## begin SOURCE RECORDS

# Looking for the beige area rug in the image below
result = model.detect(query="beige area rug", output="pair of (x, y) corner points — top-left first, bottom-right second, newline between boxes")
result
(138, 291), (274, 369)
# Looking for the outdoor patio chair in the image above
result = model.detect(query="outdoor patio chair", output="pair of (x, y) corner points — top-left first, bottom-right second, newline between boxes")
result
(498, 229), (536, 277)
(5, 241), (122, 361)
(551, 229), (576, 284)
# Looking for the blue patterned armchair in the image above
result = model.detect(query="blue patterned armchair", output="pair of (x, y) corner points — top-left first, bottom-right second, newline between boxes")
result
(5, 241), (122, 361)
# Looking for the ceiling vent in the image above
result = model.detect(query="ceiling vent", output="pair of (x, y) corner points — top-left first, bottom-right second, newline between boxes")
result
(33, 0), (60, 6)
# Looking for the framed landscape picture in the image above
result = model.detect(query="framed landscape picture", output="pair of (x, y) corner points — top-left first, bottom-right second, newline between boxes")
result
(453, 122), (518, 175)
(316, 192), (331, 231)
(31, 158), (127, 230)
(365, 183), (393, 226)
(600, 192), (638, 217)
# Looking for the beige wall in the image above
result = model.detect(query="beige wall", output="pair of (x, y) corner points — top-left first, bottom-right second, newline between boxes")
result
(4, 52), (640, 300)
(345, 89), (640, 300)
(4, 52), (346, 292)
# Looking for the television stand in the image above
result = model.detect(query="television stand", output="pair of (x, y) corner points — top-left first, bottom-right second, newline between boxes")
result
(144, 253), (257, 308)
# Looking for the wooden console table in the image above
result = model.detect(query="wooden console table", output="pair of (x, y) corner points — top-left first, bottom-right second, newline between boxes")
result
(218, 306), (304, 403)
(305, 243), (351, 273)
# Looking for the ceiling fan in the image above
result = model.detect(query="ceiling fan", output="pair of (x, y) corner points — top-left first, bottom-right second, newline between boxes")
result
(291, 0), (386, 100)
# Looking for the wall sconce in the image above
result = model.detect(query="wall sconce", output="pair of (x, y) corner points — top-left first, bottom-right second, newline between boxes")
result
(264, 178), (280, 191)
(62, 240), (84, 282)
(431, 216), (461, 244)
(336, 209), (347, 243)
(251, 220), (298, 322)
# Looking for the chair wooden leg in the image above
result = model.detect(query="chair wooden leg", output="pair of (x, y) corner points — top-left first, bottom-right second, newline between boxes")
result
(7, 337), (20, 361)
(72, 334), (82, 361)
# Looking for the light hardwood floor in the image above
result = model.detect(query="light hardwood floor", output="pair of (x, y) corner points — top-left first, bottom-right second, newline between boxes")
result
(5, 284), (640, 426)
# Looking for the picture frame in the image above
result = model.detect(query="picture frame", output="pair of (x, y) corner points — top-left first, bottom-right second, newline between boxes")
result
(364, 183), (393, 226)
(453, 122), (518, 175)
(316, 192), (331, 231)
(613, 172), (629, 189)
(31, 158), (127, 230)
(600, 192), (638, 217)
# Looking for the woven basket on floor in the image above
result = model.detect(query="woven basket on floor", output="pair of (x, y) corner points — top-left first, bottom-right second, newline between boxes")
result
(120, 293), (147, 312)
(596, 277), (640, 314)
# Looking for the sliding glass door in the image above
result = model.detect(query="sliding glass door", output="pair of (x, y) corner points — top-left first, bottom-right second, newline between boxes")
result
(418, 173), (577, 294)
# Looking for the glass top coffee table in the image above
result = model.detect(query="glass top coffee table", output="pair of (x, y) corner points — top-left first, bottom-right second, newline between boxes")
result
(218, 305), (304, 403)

## end SOURCE RECORDS

DO THIS: Can you reproduce verbatim the lines of the records from the one containing "# Looking for the wall" through the one containing "(251, 220), (298, 322)", including both of those lines?

FINAL RESULT:
# Looking for the wall sconce in the image above
result = model.detect(query="wall sconce", output="pair of (x, y) corner points — top-left first, bottom-right second, newline between boxes")
result
(264, 178), (280, 191)
(62, 240), (84, 282)
(431, 216), (461, 244)
(336, 209), (347, 243)
(251, 220), (298, 322)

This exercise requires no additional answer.